> Assigned task
Reproduce the entire listing exactly. Leave the pictures out.

> Information supplied
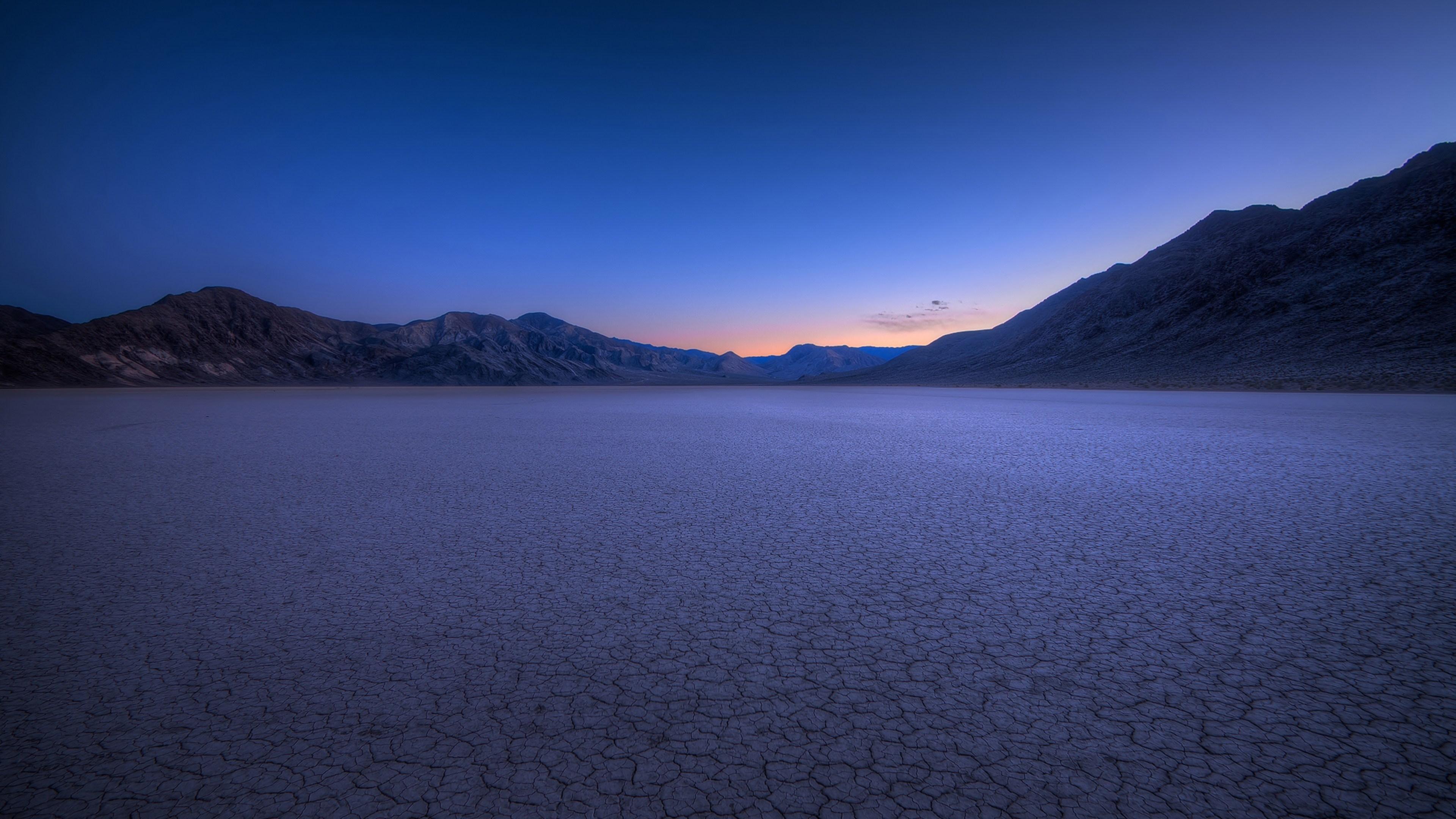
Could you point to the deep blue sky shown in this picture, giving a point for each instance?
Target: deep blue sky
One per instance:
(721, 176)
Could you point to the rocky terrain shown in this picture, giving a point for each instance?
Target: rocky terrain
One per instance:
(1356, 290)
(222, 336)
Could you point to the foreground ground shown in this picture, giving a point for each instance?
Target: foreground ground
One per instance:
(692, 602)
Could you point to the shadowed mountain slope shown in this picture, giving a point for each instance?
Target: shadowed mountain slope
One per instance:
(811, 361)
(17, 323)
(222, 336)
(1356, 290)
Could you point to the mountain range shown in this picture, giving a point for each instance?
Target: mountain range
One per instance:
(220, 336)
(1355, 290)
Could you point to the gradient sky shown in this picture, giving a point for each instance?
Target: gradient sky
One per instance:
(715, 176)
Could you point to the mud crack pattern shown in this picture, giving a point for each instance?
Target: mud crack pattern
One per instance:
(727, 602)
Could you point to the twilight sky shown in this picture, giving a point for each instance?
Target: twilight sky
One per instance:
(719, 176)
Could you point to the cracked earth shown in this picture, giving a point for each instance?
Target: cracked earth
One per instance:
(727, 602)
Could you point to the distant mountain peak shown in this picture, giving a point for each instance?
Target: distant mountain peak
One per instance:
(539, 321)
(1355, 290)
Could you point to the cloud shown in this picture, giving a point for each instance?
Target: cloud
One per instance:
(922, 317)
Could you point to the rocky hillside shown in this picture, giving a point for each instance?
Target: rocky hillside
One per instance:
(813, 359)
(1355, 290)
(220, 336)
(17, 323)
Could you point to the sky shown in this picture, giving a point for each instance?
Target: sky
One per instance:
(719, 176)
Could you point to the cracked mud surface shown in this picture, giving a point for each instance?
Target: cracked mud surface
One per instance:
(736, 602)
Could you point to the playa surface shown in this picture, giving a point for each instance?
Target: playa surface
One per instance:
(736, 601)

> Task result
Could you point to the deep blue sky shown in this picture, giving a point for each instance?
Target: deep blue sky
One per instance:
(721, 176)
Could you point to the rocky terrain shown in this picture, giving a point for each instance?
Target: rocky terrain
One per instance:
(1356, 290)
(222, 336)
Could you point to the foreground ground shown in this picture, giving a point for each instance?
Target: foreground ground
One per instance:
(692, 602)
Could you point to the shadowed mountain slope shown in this picture, giving a point for each instance?
Target: shadowed mountain slope
One per instance:
(811, 361)
(17, 323)
(222, 336)
(1356, 290)
Could you point to the mountain range shown in this picture, giving a point for each instance?
Target: mountain range
One per instance:
(220, 336)
(1355, 290)
Could you point to the gradient sky shown in this picture, giving a point for each instance?
Target: gradient sky
One per instance:
(715, 176)
Could you point to the mud crack pattern shown in this picture, giving a point for each instance?
Target: mud crack pattern
One per instance:
(727, 602)
Could you point to the twilight sky shown in this picture, giving a point for each instance?
Target: twilight sky
One per instance:
(719, 176)
Could you point to the cracked earth shown in this picture, giving a point for each instance?
Target: cracked earth
One per instance:
(727, 602)
Could you point to the distant mountain peak shown in this picture, giving a point for each instance?
Target: distant mountain peak
One per instance:
(539, 321)
(1355, 290)
Could you point to the cloud shown in this picture, giving a point for each instance?
Target: cloud
One per instance:
(922, 317)
Could you point to the rocky hillside shown in this picture, giving a point for each instance?
Target: rocky hillside
One per instance:
(813, 359)
(1355, 290)
(220, 336)
(17, 323)
Could you point to the sky shown in this picture, giving a point for each instance?
Target: sky
One per instance:
(719, 176)
Could you point to the cracked mud surface shown in this picture, giving a point for each instance?
Target: cracked mud surface
One per instance:
(736, 602)
Could you point to the playa surface shown in this picture, giving a point for each instance?
Target: playa surface
One per instance:
(736, 601)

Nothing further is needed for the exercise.